#### Exercise objective:
Return the lines below that contain the word "window".

----

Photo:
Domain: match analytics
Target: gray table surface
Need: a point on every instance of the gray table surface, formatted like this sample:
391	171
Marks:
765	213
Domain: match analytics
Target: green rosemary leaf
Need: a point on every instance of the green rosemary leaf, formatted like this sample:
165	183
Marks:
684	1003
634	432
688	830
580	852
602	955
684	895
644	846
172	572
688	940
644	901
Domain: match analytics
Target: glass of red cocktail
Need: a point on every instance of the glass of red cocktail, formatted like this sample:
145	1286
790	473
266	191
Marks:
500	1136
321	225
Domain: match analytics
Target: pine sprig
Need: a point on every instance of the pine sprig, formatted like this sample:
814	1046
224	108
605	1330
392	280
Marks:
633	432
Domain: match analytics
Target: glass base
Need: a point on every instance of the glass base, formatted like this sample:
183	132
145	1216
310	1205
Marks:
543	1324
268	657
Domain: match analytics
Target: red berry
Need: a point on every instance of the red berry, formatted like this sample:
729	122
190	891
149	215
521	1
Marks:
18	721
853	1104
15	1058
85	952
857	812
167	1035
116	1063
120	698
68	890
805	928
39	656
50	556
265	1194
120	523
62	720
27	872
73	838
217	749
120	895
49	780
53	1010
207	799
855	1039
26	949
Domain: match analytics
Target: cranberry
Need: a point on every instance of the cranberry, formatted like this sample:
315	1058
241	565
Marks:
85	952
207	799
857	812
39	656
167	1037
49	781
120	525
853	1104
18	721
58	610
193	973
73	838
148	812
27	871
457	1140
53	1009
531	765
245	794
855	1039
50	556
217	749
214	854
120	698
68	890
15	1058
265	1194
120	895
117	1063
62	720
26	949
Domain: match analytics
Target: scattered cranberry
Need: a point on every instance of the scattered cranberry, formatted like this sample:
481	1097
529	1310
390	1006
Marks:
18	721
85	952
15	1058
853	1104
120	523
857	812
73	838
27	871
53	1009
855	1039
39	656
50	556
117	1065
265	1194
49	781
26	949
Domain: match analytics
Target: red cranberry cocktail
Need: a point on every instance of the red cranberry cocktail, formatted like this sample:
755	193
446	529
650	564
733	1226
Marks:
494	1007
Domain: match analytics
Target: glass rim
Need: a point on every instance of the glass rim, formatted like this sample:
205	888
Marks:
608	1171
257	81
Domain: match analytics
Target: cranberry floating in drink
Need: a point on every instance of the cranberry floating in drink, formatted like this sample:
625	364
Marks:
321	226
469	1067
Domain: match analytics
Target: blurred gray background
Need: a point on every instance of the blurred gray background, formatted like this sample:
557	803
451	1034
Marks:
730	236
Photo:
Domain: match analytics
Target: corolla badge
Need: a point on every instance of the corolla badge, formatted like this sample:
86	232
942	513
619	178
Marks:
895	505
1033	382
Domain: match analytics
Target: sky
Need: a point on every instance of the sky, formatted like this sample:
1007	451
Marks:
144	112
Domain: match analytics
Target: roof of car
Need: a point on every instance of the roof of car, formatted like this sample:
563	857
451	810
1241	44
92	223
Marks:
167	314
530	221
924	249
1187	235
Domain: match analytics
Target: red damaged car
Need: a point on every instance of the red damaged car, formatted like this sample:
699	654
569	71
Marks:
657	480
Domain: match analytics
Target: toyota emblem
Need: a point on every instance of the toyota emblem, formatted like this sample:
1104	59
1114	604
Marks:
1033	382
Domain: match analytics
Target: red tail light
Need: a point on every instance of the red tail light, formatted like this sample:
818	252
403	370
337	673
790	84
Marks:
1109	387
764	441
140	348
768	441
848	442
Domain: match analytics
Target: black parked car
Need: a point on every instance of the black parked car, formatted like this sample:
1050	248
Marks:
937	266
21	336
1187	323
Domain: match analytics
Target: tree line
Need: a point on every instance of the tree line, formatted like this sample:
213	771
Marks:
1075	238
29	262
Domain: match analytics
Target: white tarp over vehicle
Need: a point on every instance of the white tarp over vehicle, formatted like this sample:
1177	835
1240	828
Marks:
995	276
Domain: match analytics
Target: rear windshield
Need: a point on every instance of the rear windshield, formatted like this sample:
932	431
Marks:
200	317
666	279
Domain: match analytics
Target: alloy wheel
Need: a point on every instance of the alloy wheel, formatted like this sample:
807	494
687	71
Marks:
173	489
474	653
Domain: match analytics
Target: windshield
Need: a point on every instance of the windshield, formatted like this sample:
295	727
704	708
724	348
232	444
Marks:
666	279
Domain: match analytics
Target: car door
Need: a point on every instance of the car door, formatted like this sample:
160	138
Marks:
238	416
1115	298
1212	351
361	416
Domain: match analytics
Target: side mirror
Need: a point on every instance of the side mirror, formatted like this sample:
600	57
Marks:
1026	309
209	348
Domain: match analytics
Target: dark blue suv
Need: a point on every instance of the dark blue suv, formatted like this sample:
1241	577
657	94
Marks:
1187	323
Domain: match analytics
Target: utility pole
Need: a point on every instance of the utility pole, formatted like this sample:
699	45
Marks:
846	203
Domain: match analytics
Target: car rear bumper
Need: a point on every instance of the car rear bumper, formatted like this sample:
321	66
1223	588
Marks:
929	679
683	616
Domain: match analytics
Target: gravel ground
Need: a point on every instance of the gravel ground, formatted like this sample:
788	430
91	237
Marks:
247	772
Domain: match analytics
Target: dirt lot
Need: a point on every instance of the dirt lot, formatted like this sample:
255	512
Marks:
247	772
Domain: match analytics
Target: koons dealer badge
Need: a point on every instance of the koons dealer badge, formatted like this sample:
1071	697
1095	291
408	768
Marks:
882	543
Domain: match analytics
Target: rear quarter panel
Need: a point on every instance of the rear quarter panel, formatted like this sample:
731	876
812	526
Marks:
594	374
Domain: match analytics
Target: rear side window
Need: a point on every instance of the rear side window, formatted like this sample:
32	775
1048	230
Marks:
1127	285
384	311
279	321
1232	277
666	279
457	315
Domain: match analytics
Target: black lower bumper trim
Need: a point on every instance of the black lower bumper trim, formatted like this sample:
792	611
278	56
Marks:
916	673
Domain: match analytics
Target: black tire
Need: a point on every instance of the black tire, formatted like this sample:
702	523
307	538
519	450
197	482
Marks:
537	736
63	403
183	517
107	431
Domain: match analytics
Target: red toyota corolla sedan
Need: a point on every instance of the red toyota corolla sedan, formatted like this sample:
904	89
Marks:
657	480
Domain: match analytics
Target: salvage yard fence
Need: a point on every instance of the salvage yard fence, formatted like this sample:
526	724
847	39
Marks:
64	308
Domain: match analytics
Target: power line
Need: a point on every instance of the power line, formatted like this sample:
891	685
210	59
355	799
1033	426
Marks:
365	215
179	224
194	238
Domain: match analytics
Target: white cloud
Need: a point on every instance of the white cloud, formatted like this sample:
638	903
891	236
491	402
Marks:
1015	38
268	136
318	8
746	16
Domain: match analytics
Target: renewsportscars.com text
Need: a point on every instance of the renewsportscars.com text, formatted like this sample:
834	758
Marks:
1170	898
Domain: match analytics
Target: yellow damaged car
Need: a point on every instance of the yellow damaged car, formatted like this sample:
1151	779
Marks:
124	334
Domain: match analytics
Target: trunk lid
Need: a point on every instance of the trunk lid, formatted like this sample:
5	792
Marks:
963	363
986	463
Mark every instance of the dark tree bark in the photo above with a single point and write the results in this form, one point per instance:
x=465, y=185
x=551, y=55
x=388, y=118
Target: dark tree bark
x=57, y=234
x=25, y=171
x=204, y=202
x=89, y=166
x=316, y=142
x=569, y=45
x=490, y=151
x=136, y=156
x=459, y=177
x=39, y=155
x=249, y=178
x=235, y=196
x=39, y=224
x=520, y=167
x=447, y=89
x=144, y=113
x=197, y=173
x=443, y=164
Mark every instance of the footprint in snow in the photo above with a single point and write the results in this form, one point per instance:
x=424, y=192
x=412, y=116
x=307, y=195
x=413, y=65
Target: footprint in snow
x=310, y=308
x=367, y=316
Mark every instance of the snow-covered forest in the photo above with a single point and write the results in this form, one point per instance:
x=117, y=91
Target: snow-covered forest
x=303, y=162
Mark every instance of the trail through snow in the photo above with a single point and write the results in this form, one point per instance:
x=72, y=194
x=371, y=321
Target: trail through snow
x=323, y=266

----

#### Finished exercise:
Target: rear side window
Need: a point on every instance of the rear side window, formatted like this sample:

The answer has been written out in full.